Saved data entries
+ + + + +

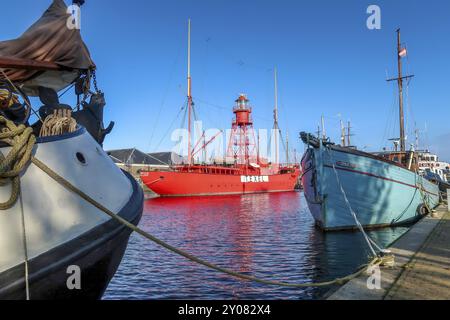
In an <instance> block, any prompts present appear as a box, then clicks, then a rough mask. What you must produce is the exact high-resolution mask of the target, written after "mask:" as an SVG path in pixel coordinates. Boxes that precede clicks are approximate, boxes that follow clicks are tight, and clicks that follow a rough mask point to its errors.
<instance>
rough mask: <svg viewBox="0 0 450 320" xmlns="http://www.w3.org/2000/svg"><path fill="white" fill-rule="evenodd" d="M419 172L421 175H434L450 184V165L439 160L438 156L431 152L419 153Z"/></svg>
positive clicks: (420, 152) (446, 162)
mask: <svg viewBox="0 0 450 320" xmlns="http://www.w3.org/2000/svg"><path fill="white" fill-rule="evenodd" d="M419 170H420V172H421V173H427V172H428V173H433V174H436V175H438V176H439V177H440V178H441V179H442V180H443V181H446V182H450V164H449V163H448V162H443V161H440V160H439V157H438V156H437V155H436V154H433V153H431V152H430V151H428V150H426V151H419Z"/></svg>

+ + + + +

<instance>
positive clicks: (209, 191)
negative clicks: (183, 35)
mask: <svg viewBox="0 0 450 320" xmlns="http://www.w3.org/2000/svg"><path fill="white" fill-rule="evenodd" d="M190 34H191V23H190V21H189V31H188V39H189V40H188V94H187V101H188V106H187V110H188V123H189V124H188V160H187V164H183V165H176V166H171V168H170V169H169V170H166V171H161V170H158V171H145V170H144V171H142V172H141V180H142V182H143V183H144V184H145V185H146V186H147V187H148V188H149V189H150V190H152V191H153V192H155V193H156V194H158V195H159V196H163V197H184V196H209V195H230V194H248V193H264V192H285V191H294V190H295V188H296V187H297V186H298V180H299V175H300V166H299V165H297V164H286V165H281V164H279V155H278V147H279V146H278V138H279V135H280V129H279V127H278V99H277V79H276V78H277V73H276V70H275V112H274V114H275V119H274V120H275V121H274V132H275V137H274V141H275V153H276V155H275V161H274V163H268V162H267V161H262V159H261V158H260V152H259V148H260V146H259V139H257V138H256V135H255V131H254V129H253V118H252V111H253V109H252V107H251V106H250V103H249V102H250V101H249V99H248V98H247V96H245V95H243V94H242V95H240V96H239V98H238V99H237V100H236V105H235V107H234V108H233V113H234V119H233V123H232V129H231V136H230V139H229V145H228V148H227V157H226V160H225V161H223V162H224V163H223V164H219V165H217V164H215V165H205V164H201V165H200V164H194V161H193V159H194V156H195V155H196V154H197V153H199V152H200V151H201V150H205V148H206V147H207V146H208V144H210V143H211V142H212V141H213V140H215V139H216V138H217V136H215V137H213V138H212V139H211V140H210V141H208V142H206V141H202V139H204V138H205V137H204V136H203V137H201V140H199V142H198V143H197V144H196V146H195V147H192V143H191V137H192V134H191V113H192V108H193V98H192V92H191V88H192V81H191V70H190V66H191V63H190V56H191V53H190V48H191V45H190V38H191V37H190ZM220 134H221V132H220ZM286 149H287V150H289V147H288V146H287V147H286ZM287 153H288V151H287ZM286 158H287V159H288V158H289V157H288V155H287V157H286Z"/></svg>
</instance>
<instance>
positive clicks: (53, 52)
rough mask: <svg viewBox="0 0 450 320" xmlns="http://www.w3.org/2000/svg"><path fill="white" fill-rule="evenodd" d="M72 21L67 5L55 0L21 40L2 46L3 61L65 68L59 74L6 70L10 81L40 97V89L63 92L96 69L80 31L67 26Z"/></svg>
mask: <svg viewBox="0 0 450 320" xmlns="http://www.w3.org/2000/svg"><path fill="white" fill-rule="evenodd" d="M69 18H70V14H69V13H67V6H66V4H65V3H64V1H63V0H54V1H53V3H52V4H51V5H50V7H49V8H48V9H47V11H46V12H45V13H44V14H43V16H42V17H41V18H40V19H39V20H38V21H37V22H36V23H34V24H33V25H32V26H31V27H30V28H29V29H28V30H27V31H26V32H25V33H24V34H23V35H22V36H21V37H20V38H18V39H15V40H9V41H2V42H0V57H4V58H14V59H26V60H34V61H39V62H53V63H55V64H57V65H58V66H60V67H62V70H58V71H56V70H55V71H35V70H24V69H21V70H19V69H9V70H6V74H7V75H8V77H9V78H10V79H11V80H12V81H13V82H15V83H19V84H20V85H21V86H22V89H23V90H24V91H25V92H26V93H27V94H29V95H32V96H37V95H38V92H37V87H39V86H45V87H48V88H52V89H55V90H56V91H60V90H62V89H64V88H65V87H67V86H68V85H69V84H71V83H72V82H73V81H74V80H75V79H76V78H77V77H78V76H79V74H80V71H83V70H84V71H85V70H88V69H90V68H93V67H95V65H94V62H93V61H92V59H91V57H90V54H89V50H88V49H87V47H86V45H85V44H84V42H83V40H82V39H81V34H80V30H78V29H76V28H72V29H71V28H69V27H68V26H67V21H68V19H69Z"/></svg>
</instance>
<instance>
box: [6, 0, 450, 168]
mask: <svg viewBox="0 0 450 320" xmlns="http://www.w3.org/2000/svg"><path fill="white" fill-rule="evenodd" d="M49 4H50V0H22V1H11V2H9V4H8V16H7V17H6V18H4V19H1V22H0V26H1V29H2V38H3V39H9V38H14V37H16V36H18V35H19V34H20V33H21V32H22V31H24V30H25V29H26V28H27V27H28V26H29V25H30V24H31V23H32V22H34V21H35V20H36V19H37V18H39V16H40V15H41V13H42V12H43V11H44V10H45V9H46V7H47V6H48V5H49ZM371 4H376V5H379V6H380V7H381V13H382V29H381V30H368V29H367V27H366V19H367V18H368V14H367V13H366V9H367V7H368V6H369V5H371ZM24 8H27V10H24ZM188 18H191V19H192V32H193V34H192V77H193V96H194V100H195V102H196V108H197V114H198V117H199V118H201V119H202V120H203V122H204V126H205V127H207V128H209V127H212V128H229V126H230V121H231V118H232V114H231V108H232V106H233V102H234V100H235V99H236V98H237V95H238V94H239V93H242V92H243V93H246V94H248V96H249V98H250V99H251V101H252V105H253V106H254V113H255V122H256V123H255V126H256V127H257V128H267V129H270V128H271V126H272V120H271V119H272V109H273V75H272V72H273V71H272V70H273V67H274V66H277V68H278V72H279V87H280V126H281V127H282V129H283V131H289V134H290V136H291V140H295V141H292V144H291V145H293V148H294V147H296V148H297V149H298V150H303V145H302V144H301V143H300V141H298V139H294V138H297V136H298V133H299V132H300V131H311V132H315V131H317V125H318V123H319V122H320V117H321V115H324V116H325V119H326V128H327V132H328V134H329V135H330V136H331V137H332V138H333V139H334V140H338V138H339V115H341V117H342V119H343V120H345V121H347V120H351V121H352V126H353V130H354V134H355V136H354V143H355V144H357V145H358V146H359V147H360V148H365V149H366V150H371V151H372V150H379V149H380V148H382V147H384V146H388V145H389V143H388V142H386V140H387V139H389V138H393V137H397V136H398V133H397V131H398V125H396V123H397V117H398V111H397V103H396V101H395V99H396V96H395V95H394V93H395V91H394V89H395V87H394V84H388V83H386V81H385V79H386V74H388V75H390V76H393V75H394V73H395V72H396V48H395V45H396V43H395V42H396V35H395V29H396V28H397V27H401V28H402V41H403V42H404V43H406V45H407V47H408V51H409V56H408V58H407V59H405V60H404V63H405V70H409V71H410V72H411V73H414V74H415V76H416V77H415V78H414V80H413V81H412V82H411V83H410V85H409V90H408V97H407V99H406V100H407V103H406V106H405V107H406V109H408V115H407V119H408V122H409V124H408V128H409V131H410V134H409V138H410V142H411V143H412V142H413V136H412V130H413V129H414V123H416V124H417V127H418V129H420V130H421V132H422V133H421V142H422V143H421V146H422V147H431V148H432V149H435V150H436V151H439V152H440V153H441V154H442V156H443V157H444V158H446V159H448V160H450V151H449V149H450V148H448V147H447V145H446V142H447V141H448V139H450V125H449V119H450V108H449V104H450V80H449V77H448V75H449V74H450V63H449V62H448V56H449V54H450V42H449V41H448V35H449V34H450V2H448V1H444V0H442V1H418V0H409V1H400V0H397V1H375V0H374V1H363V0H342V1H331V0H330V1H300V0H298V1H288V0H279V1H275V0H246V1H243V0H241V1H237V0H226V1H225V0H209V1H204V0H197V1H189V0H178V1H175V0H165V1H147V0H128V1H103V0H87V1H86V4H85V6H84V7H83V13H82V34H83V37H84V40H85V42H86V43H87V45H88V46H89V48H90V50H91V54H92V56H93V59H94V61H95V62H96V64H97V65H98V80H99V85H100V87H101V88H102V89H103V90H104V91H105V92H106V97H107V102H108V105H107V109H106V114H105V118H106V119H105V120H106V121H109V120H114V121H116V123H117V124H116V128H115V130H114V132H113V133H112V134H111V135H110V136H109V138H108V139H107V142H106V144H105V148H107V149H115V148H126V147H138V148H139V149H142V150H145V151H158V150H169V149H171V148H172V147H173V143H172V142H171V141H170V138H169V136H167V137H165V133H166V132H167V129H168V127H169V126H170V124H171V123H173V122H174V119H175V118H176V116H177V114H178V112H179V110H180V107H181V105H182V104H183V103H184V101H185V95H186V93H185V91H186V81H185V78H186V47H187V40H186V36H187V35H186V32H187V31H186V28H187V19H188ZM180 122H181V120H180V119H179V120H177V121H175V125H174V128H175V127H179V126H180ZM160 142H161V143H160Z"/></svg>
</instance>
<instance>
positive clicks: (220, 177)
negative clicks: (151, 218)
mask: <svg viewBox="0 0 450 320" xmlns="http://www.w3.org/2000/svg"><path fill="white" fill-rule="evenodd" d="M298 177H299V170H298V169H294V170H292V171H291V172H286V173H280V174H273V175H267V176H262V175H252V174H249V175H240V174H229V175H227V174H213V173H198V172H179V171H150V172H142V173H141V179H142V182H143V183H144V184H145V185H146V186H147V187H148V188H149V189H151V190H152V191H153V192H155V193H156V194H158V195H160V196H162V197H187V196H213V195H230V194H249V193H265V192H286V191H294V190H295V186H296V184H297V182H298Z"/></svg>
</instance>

+ + + + +

ASSIGNMENT
Could you restate word for word the lines above, from the one that contains "In an <instance>" through the one that contains "172L421 175H434L450 184V165L439", and no others?

FINAL ANSWER
In an <instance> block, any prompts present appear as a box, then clicks, then a rough mask. What you must produce is the exact high-resolution mask of the target, written after "mask:" as an SVG path in pixel coordinates. Boxes that precede clicks are approximate, boxes that follow clicks are tight, and clicks that follow a rough mask point to its errors.
<instance>
rough mask: <svg viewBox="0 0 450 320" xmlns="http://www.w3.org/2000/svg"><path fill="white" fill-rule="evenodd" d="M419 172L421 175H434L450 184V165L439 160L438 156L431 152L419 153Z"/></svg>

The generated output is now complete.